Rows from a pointing dataset:
start
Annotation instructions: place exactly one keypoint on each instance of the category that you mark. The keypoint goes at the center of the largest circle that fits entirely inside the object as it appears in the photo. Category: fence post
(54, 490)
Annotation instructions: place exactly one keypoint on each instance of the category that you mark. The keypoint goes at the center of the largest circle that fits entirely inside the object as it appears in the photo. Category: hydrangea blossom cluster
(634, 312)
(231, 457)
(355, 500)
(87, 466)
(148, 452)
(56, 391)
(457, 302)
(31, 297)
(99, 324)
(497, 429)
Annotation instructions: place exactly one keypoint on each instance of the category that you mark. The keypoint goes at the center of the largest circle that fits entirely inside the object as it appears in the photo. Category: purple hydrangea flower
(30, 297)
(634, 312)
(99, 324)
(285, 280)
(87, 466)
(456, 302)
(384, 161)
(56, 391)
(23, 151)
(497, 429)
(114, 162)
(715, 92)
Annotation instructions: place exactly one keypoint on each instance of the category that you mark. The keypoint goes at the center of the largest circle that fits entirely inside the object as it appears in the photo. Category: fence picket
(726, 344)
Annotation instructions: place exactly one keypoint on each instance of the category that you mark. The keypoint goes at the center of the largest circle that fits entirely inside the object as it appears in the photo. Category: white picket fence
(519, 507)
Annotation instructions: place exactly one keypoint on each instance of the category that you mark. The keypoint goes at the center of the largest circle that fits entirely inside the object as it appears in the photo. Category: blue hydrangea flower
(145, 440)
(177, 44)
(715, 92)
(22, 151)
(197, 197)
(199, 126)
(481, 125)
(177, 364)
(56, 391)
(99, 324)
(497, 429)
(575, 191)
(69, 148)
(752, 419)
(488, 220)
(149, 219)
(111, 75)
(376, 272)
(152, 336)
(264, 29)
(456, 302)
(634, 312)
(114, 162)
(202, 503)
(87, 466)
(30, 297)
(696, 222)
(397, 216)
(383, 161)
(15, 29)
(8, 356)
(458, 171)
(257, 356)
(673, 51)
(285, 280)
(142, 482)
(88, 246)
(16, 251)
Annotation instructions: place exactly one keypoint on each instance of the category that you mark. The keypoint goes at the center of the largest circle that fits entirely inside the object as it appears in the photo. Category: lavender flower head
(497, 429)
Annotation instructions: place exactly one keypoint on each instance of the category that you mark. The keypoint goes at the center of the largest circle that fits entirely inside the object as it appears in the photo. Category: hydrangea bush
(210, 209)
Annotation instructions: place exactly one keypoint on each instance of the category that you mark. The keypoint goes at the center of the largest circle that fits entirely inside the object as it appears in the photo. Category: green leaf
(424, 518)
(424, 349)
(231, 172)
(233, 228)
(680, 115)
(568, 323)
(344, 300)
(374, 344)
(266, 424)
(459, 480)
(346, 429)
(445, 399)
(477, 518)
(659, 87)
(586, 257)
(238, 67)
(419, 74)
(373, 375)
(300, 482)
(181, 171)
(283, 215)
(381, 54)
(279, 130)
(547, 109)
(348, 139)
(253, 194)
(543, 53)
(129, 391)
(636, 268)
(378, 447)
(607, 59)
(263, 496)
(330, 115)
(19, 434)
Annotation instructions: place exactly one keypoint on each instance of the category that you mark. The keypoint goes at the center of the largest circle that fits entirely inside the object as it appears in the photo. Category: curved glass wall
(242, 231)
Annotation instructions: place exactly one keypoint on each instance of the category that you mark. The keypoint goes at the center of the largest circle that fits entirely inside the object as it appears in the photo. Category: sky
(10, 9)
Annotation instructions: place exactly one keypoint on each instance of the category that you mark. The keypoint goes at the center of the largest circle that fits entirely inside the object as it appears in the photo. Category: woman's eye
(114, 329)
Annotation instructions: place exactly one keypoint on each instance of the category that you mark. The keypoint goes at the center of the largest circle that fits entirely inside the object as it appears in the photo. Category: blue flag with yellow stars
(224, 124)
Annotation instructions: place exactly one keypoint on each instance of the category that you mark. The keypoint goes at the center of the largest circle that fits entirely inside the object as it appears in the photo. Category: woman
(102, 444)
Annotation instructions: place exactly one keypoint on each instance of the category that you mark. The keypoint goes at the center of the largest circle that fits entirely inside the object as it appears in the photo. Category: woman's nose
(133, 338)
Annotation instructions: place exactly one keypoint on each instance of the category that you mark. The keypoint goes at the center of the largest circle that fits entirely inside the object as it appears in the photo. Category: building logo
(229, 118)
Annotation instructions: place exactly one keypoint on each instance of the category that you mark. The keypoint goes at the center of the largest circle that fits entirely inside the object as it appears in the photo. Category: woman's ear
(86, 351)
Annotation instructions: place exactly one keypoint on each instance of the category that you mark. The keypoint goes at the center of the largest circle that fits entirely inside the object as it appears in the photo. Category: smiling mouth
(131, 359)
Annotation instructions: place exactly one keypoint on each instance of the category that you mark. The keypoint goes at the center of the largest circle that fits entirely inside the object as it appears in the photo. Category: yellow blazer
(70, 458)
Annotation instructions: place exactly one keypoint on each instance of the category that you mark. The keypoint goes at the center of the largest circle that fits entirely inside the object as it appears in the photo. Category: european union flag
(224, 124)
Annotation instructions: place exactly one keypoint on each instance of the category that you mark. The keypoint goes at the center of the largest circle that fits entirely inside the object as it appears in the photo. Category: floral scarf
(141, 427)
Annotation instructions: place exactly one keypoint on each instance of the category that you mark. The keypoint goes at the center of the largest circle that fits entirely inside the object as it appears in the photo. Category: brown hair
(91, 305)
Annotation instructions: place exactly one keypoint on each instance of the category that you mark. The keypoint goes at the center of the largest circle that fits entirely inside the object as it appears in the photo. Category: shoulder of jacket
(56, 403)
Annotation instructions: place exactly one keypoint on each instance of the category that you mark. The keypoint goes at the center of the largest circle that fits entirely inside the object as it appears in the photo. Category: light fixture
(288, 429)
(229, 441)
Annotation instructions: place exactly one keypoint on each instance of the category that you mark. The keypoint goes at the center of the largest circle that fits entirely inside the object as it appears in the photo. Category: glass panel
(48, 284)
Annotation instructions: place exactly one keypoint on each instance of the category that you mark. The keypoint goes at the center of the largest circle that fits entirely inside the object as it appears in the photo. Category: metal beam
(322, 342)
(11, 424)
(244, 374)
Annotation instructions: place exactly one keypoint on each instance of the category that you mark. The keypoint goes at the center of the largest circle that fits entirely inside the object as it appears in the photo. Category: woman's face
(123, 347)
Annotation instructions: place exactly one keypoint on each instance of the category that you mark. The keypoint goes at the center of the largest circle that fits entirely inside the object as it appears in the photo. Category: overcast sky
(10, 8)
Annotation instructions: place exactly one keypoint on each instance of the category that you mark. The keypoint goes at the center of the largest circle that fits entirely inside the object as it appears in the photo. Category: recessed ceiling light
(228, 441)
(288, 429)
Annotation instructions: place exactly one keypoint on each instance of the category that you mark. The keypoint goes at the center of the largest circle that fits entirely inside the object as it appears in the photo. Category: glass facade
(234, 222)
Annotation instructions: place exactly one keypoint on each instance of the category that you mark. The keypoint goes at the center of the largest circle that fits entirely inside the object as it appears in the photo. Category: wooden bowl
end
### What the task requires
Transcribe only the trailing portion of the entries above: the line that contains "recessed ceiling light" and each line after it.

### Full solution
Annotation instructions: place exactly one keypoint on each instance of the category that you mark. The keypoint goes at the center of the largest circle that fits entirely inside the object as it appears in the photo. Category: recessed ceiling light
(228, 441)
(288, 429)
Annotation instructions: place exactly one keypoint on each instance of the category that you mark. The keypoint goes at the center of the largest circle that fits entirely inside the object as it appears in the photo. Category: glass facade
(234, 222)
Annotation instructions: place exactly one keypoint on each instance of the category that you mark. The keypoint goes at the center of the largest circle that fits entirely inside the object as it appears in the photo. Category: wooden bowl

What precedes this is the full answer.